Flop side of the coin

 Poring over some old holey dollars recently. Not the real thing, unfortunately. Rather, some slick website images of the real thing. At up to $500K apiece, you want something that looks pretty schmick.

Dripping with history, strange tangible aspect to them, intriguing artwork, high-end corporate nature to them. Hard not to love these things. Well beyond my modest stipend, sadly.

Nonetheless, I’ve secreted a modest 1800-year-old Roman coin on my person, which I like lugging around in my wallet. Weird, I know, but I’m still feeling that strange tangible aspect.

This coin has the sun god Sol on one side and the beak-nosed Emperor Gordian III on the obverse. Cost me $10 maybe 15 years back and it’s now worth around $150. Better return than my super, that’s for sure.

Maybe I should bung it on a nag, see if I can make some real lucci. Or better still, invest in some chump change. No, not that unregulated digital cash built on nothing, bitcoin, or any other dodgy cryptocurrencies. I’m talking about three-dollar notes.

Objective: Write out again the part of the piece on old coins that opens with the words containing "Flop side of" and closes with "modest stipend, sadly.", swapping "holey dollars" for "gold sovereigns".

Object location annotation data:
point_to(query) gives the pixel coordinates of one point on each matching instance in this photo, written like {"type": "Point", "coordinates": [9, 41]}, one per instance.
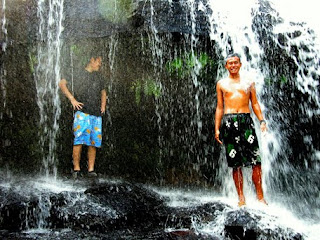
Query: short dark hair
{"type": "Point", "coordinates": [232, 55]}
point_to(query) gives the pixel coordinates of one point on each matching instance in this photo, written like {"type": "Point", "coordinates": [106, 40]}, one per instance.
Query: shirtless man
{"type": "Point", "coordinates": [89, 100]}
{"type": "Point", "coordinates": [237, 130]}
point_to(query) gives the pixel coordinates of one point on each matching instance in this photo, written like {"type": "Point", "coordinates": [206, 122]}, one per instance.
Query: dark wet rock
{"type": "Point", "coordinates": [123, 211]}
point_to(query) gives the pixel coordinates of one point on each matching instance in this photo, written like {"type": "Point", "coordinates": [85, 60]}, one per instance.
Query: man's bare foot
{"type": "Point", "coordinates": [241, 203]}
{"type": "Point", "coordinates": [263, 201]}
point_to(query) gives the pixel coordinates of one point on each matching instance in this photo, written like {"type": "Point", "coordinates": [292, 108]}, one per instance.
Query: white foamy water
{"type": "Point", "coordinates": [272, 217]}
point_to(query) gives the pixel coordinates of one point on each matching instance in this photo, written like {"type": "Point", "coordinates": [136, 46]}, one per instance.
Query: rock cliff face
{"type": "Point", "coordinates": [109, 210]}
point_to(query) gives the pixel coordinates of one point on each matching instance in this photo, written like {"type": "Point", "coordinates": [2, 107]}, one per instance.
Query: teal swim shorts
{"type": "Point", "coordinates": [87, 129]}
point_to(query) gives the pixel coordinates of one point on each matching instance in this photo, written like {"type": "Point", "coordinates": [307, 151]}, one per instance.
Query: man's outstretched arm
{"type": "Point", "coordinates": [219, 113]}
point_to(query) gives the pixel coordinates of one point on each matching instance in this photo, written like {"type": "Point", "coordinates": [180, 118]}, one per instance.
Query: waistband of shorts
{"type": "Point", "coordinates": [232, 115]}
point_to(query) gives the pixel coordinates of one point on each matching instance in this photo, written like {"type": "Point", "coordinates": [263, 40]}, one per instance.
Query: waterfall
{"type": "Point", "coordinates": [47, 76]}
{"type": "Point", "coordinates": [3, 42]}
{"type": "Point", "coordinates": [233, 29]}
{"type": "Point", "coordinates": [242, 27]}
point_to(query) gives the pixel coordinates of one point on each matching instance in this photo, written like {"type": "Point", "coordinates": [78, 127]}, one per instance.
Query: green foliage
{"type": "Point", "coordinates": [116, 11]}
{"type": "Point", "coordinates": [183, 66]}
{"type": "Point", "coordinates": [147, 87]}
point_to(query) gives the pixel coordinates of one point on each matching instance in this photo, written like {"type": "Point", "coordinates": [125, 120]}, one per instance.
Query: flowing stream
{"type": "Point", "coordinates": [47, 77]}
{"type": "Point", "coordinates": [292, 192]}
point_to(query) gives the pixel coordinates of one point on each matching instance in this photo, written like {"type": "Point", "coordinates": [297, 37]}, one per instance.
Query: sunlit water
{"type": "Point", "coordinates": [47, 77]}
{"type": "Point", "coordinates": [233, 20]}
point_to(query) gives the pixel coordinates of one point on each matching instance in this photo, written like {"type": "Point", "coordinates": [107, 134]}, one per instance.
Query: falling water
{"type": "Point", "coordinates": [232, 29]}
{"type": "Point", "coordinates": [3, 42]}
{"type": "Point", "coordinates": [47, 76]}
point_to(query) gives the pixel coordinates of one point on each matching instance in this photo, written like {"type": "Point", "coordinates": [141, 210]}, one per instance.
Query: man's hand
{"type": "Point", "coordinates": [76, 105]}
{"type": "Point", "coordinates": [263, 127]}
{"type": "Point", "coordinates": [216, 136]}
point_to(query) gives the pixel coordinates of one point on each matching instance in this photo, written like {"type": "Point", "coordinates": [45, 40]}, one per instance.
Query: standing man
{"type": "Point", "coordinates": [89, 100]}
{"type": "Point", "coordinates": [237, 129]}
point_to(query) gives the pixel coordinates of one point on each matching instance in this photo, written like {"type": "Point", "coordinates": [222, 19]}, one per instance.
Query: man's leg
{"type": "Point", "coordinates": [257, 180]}
{"type": "Point", "coordinates": [91, 158]}
{"type": "Point", "coordinates": [76, 157]}
{"type": "Point", "coordinates": [238, 181]}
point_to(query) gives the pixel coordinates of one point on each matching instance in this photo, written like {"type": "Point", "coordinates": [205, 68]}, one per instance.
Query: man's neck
{"type": "Point", "coordinates": [90, 69]}
{"type": "Point", "coordinates": [234, 77]}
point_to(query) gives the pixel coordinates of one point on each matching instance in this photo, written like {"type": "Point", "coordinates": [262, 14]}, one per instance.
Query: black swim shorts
{"type": "Point", "coordinates": [240, 140]}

Task output:
Flop side of the coin

 Poring over some old gold sovereigns recently. Not the real thing, unfortunately. Rather, some slick website images of the real thing. At up to $500K apiece, you want something that looks pretty schmick.

Dripping with history, strange tangible aspect to them, intriguing artwork, high-end corporate nature to them. Hard not to love these things. Well beyond my modest stipend, sadly.